**Description of the task**
What you produce should match the records exactly, line for line.

**Given records**
+-------+
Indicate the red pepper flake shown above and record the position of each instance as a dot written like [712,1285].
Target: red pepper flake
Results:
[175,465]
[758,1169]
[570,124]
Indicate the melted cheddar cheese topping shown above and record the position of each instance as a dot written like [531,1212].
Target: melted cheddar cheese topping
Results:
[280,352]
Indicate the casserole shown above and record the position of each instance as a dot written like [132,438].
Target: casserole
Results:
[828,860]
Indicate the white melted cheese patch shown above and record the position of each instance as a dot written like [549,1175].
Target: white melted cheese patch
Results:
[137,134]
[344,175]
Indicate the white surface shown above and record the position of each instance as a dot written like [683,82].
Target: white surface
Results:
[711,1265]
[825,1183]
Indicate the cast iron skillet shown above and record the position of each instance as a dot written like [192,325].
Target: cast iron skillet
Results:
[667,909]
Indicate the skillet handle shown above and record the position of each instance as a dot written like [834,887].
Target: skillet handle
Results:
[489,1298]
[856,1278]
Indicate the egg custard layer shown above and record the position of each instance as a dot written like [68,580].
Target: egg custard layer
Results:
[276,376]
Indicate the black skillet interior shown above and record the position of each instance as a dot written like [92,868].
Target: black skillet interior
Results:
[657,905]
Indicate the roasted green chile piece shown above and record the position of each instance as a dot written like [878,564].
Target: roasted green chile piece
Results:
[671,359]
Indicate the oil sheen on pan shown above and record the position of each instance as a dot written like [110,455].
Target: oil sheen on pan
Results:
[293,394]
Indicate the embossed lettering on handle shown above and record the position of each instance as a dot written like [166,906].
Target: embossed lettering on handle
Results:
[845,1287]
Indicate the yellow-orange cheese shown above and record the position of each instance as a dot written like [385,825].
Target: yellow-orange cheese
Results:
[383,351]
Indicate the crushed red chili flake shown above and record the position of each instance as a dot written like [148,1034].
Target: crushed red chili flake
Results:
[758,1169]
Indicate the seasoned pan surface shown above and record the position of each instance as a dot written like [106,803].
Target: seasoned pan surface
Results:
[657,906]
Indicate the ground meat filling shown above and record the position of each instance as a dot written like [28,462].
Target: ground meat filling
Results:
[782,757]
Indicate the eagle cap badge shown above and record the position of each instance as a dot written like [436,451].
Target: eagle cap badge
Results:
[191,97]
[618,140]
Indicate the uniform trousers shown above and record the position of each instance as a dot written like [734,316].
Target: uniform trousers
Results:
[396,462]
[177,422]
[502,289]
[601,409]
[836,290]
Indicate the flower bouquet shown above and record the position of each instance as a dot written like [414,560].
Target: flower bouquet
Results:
+-------+
**Exercise solution**
Indicate the red pepper flake shown above and record the position of each instance as a dot written like [712,1285].
Target: red pepper flake
Results:
[175,465]
[758,1169]
[570,124]
Indicate the melted cheddar cheese topping shown above and record the position of each instance as a dot written like [531,1212].
Target: melted cheddar cheese topping
Results:
[280,352]
Indicate the casserole shown above and record the position of each instance as a dot written like [132,438].
Target: casserole
Results:
[828,860]
Indicate the white melted cheese patch shown above and record the position of each instance as a dot written like [549,1175].
Target: white melted cheese patch
Results:
[137,134]
[344,175]
Indicate the white surface shown above and record the position of each instance as a dot written like [683,82].
Target: white surface
Results:
[711,1265]
[825,1183]
Indicate the cast iron skillet shown above and record the position of each instance as a dot written like [192,325].
Target: cast iron skillet
Results:
[667,909]
Indicate the skillet handle shown above and record the position of each instance as a dot written like [834,887].
Target: skillet handle
Results:
[489,1298]
[856,1278]
Indicate the egg custard layer shown above and record the position of each instance as a dot written like [68,580].
Target: egg custard layer
Results:
[276,376]
Indicate the black skillet interior shown above and record the position of each instance as a dot written like [92,868].
Target: black skillet interior
Results:
[657,905]
Indicate the roasted green chile piece shown above and record the position of each instance as a dot written like [878,564].
Target: roasted green chile piece
Results:
[671,359]
Indicate the oil sheen on pan shown above and record the position of each instance as a dot written like [110,455].
Target: oil sheen on pan
Results:
[293,394]
Indicate the embossed lettering on handle shown above and record the position of each instance as a dot written like [166,906].
Target: embossed lettering on handle
Results:
[845,1287]
Indicate the yellow-orange cheese shown above and record the position of each instance as a dot written like [385,825].
Target: yellow-orange cheese
Results:
[383,351]
Indicate the crushed red chili flake shown above and record the position of each instance as a dot written like [148,1034].
Target: crushed red chili flake
Results:
[758,1169]
Indicate the seasoned pan surface shown above and record the position of each instance as a dot written like [106,803].
Target: seasoned pan surface
Results:
[657,906]
Indicate the ground meat filling shown above and record the position of each instance as a dot written like [28,462].
Target: ground meat filling
Results:
[782,757]
Indicate the eagle cap badge shown above and record the position of each instance as a dot written like [436,451].
Target: eagle cap badge
Results:
[191,97]
[618,140]
Indicate the uniform trousers shown above and record the position of each instance as a dot written like [734,316].
Target: uniform trousers
Results:
[396,462]
[177,422]
[502,289]
[601,409]
[836,290]
Indicate the flower bouquet shown above and record the position of each instance as a dot written like [414,560].
Target: flower bouquet
Results:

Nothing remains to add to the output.